Task requirements – Each record that follows should be transcribed word for word.

Information shown –
####################

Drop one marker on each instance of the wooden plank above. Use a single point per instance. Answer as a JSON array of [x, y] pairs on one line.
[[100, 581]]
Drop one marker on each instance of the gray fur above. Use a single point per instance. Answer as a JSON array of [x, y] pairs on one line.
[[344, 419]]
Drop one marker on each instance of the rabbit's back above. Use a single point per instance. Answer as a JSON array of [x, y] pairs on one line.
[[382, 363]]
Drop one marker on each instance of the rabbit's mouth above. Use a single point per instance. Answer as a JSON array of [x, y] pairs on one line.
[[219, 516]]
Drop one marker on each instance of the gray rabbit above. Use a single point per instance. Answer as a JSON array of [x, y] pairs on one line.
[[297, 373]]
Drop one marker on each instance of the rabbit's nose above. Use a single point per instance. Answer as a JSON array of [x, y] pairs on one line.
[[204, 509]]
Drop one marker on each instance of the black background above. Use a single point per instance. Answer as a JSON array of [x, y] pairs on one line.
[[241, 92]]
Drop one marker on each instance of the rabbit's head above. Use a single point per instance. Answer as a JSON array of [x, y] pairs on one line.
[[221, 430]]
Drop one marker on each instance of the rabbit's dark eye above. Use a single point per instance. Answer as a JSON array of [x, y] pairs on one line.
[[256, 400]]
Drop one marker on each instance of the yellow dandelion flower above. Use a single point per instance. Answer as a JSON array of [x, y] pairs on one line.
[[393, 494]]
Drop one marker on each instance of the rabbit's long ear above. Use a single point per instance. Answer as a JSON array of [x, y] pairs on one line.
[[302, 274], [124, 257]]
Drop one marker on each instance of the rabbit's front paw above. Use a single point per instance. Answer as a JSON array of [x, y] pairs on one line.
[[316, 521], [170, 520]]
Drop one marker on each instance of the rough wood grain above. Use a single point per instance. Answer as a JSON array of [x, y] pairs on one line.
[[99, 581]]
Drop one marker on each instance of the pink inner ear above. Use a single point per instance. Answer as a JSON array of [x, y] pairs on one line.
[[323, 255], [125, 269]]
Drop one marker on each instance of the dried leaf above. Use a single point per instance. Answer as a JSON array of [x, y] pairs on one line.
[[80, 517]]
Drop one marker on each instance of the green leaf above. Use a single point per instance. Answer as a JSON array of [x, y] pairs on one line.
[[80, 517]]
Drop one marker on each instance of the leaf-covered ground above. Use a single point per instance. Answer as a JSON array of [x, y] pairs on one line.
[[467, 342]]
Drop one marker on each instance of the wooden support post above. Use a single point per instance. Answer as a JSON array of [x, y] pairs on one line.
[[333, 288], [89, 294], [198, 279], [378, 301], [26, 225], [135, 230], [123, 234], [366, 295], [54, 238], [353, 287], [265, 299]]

####################

Result of the exercise –
Drop one marker on each instance of the wooden plank above. Use a single point per instance. Answer as a JSON array of [x, y] pairs on one line.
[[100, 581]]
Drop one marker on each instance of the gray fur above. Use a single point per instance. Answer as a JSON array of [x, y] pairs on one line.
[[344, 419]]
Drop one marker on each instance of the rabbit's back above. Use a single point per instance. Answer as a JSON array of [x, y] pairs on one line.
[[382, 363]]
Drop one marker on each instance of the rabbit's mouth above. Use a single point per instance. Answer as a JSON array of [x, y] pairs on one line.
[[219, 516]]
Drop one marker on each instance of the gray rabbit above. Use a single point per instance. Answer as a JSON array of [x, y] pairs on one line.
[[297, 373]]
Drop one marker on each instance of the rabbit's nose above. Use a single point per instance. Answer as a JSON array of [x, y] pairs on one line.
[[204, 509]]
Drop one marker on each instance of the black background above. Use a single point per instance. Answer as a JSON array of [x, y] pairs on one line.
[[241, 92]]
Drop one marker on each instance of the rabbit's head above. Use a single point per instance. Answer as a JSON array of [x, y] pairs on one line.
[[221, 430]]
Drop one marker on each instance of the rabbit's dark eye above. Use a single point per instance. Answer as a JSON array of [x, y] pairs on one line.
[[256, 400]]
Drop one marker on each instance of the yellow dandelion flower above. Use a single point per instance. Answer as a JSON array of [x, y] pairs on one line.
[[393, 494]]
Drop one marker on each instance of the rabbit's long ear above. Use a single point per instance. Answer as a JSON array of [x, y] pairs on one line.
[[302, 274], [124, 257]]
Drop one marker on each instance of the rabbit's front paw above. Use a single point per instance. Answer as a JSON array of [x, y] pairs on one line.
[[316, 521], [170, 520]]
Drop one marker on each instance of the rough wood grain above. Use a single point per instance. Answer as a JSON array of [x, y] pairs on one line.
[[99, 581]]
Drop one marker on each instance of the pink inner ear above. Use a single point per instance. Answer as a JSON array of [x, y] pairs on one line.
[[323, 255], [125, 269]]
Drop one marker on each instance of the dried leaf above. Use a single point per instance. Answer as a JSON array of [x, y] pairs on one line.
[[80, 517]]
Drop one marker on each instance of the green leaf above. Use a single point per instance. Answer as a JSON array of [x, y] pairs on one line.
[[80, 517]]
Drop one marker on each instance of the leaf-covered ground above. Use a single point per instance. Answer as a JSON array of [x, y] pairs on one line.
[[467, 342]]
Drop one marker on each instance of the wooden support post above. Use a single point per instance. Answer as a JSON array of [x, y] pairs on one line.
[[333, 288], [89, 294], [198, 279], [378, 301], [26, 225], [135, 230], [123, 234], [366, 295], [54, 238], [353, 287], [265, 299]]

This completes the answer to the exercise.